━━ 本文

藤本健のソーラーリポート
「PV EXPO 2015」で聞く! 買取価格の更なる値下がりで太陽光発電は今後どうなるの?
by 藤本 健(2015/3/5 07:00)
2月25日~27日の3日間、東京ビッグサイトで「スマートエネルギーWEEK2015」と題した大規模な展示会が開催された。これは第8回目となる太陽光発電の展示会「PV EXPO 2015」や第5回目となる「国際スマートグリッドEXPO」、第11回目となる水素・燃料電池の展示会「FC EXPO 2015」など計9つの展示会を集合させたもので、トータルで世界30か国から1,510社が出展した。また、この9つの中には、来年の電力自由化を見据えた「電力自由化 EXPO」も今年初のイベントとして開催された。この中で、PV EXPOと電力自由化 EXPOを見てきたので、どんな内容だったのかレポートしてみたい。

━━━━
━━ 提供データ

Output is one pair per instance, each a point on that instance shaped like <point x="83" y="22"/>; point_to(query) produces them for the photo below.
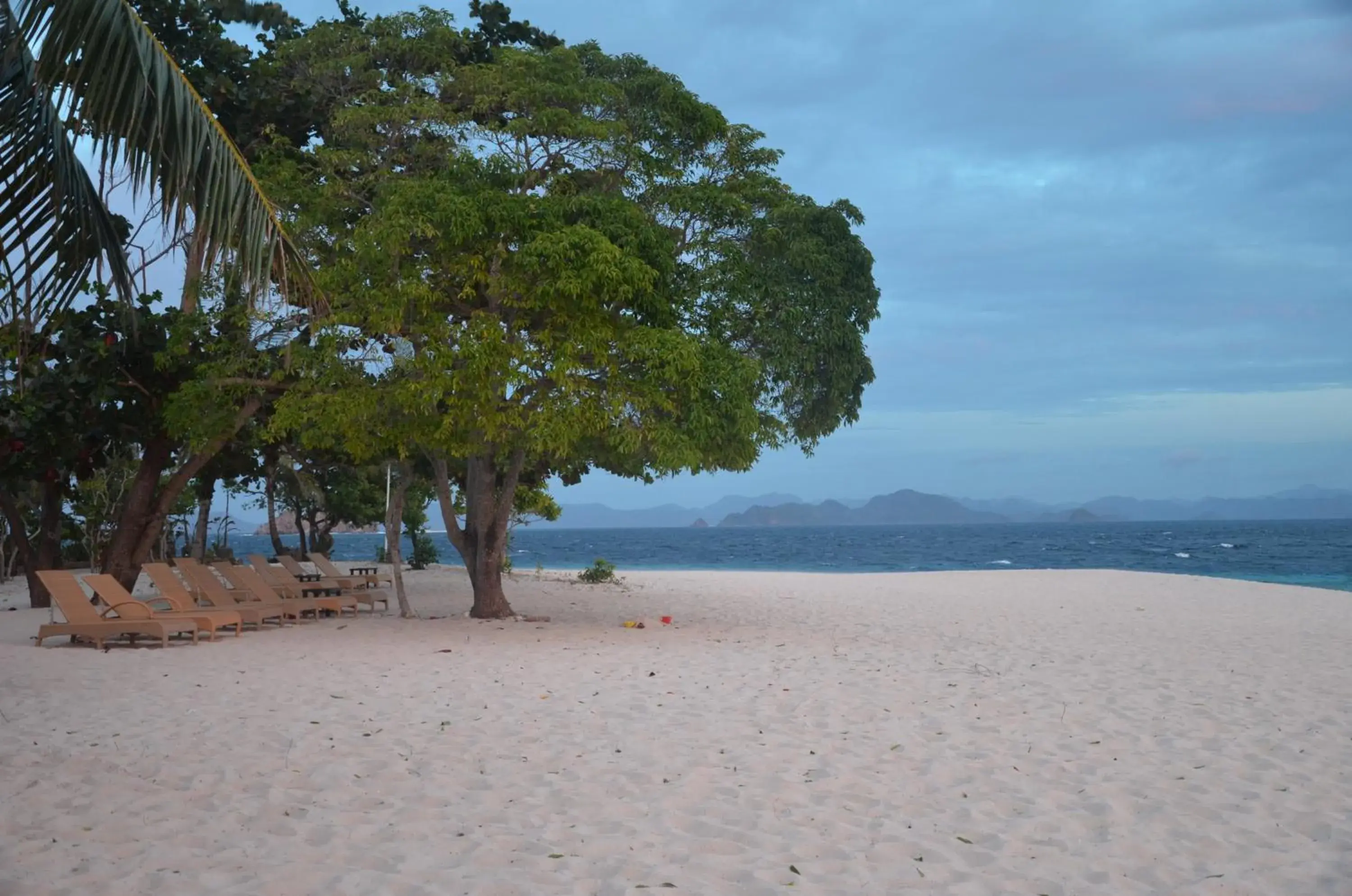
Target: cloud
<point x="1098" y="226"/>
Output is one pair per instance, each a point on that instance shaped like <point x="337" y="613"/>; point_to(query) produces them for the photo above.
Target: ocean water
<point x="1313" y="553"/>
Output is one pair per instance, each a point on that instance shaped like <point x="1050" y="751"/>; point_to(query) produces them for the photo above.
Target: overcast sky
<point x="1112" y="236"/>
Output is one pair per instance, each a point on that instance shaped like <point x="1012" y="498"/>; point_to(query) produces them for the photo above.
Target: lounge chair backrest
<point x="249" y="579"/>
<point x="290" y="564"/>
<point x="206" y="581"/>
<point x="168" y="584"/>
<point x="325" y="565"/>
<point x="113" y="594"/>
<point x="280" y="575"/>
<point x="69" y="596"/>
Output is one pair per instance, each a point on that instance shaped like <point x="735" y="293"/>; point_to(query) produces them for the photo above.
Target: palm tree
<point x="100" y="75"/>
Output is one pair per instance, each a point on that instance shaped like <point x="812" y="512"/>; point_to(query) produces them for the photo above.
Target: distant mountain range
<point x="910" y="507"/>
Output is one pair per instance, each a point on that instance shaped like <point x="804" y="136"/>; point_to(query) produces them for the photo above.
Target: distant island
<point x="287" y="526"/>
<point x="912" y="507"/>
<point x="898" y="508"/>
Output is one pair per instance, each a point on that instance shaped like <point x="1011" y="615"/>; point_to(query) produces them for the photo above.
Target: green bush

━━━━

▸ 課題
A: 次の (i)～(iii) が本文の内容と合っているかどうかを判断し、それぞれ「はい」か「いいえ」で答え、判断の根拠となる本文の語句をそのまま引用してください。(i) スマートエネルギーWEEK2015は東京ビッグサイトで3日間開催された。(ii) PV EXPO 2015は今回が第5回目の開催である。(iii) 電力自由化 EXPOは今年初めて開催された。
B: 太陽光発電の展示会を取り上げた本文を、最後の文の後から書き継いでください。
データは別の出典から取得したものです。

▸ 課題の解答
A:
(i) はい。「2月25日~27日の3日間、東京ビッグサイトで「スマートエネルギーWEEK2015」と題した大規模な展示会が開催された」
(ii) いいえ。「第8回目となる太陽光発電の展示会「PV EXPO 2015」」
(iii) はい。「「電力自由化 EXPO」も今年初のイベントとして開催された」

B:
買取価格の更なる値下がりで、再生可能エネルギーのビジネスは成り立つのか
このPV EXPO 2015の開催日程を睨んでのことだったのかどうかは知らないが、開催前日に経済産業省の調達価格等算定委員会が2015年度の再生可能エネルギーの買取価格を発表したため、PV EXPO会場内でもこの話題が飛び交っていた。ある程度予想されていたものの、売電単価が大きく引き下げられたのだ。
具体的にいうと、住宅の屋根につけるタイプの10kW未満のシステムの場合、今年度の37円/kWh(税込)から33円/kWhおよび35円/kWhに、また産業用の全量買取である10kW以上は今年度の32円/kWhから29円/kWhに引き下げられ、さらに7月から27円/kWhと下がることになったのだ。
住宅用の単価が2つに分かれている理由は東京電力、中部電力、関西電力を除く7電力会社の地域では4月以降、出力抑制のための制御機器の取り付けが義務付けられたためで、これを補助する目的から若干高い単価となっているようだ。
この辺の状況については、また改めて記事にしようと思っているが、気になるのはこれだけ売電単価が下がってきた状況で、各社のビジネスが成り立つのか、ということ。会場を見回してみると、やはり中国メーカーを中心に海外メーカーがズラリとブースを出している。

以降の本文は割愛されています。